◆ Instruksi 1:
Hitung jumlah baris data di bawah yang memuat kata "yields", dengan membedakan huruf besar dan kecil. Tuliskan angkanya saja.

◆ Teks Bacaan:

● ● ● ●

Novel
“Karena Kerendahan Boedi” Karya Said Daeng Muntu
A.
Identitas Buku
1. Judul Buku : Karena Kerendahan Boedi
2. Penulis : Said Daeng Muntu
3. Penerbit : Balai Pustaka
4. Tahun Terbit : 1941
5. Kota Terbit : Jakarta
B. Sinopsis
Novel
ini menceritakan Nuripah, seorang gadis yang bersekolah di Jakarta. Ia baru
menginjak tingkat dua di A.M.S Jakarta itu tiba-tiba disuruh pulang oleh
orangtuanya di Kampung karena hendak menikahkan Nuripah dengan seorang kepala
suku, yaitu Arung Mallawa. Walaupun dalam hatinya menolak karena sebenarnya
Nuripah sudah memiliki pacar di Jakarta, yaitu Yunus. Namun, karena hormat pada
orang tuanya dia terpaksa pulang dan menikah dengan Arung Mallawa.

● ● ● ●

◆ Baris dari sebuah dataset:
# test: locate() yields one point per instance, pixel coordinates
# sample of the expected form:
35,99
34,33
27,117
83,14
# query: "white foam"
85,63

● ● ● ●

◆ Instruksi 2:
Ringkaslah teks tentang novel Karena Kerendahan Boedi di atas dalam dua kalimat.

◆ Jawaban Tugas 1:
1

◆ Jawaban Tugas 2:
Teks ini memuat identitas novel Karena Kerendahan Boedi karya Said Daeng Muntu, yang diterbitkan oleh Balai Pustaka di Jakarta pada tahun 1941. Novel tersebut mengisahkan Nuripah, siswi tingkat dua A.M.S Jakarta yang dipanggil pulang oleh orang tuanya untuk dinikahkan dengan kepala suku Arung Mallawa; meskipun sudah memiliki pacar bernama Yunus, ia terpaksa menikah karena hormat kepada orang tuanya.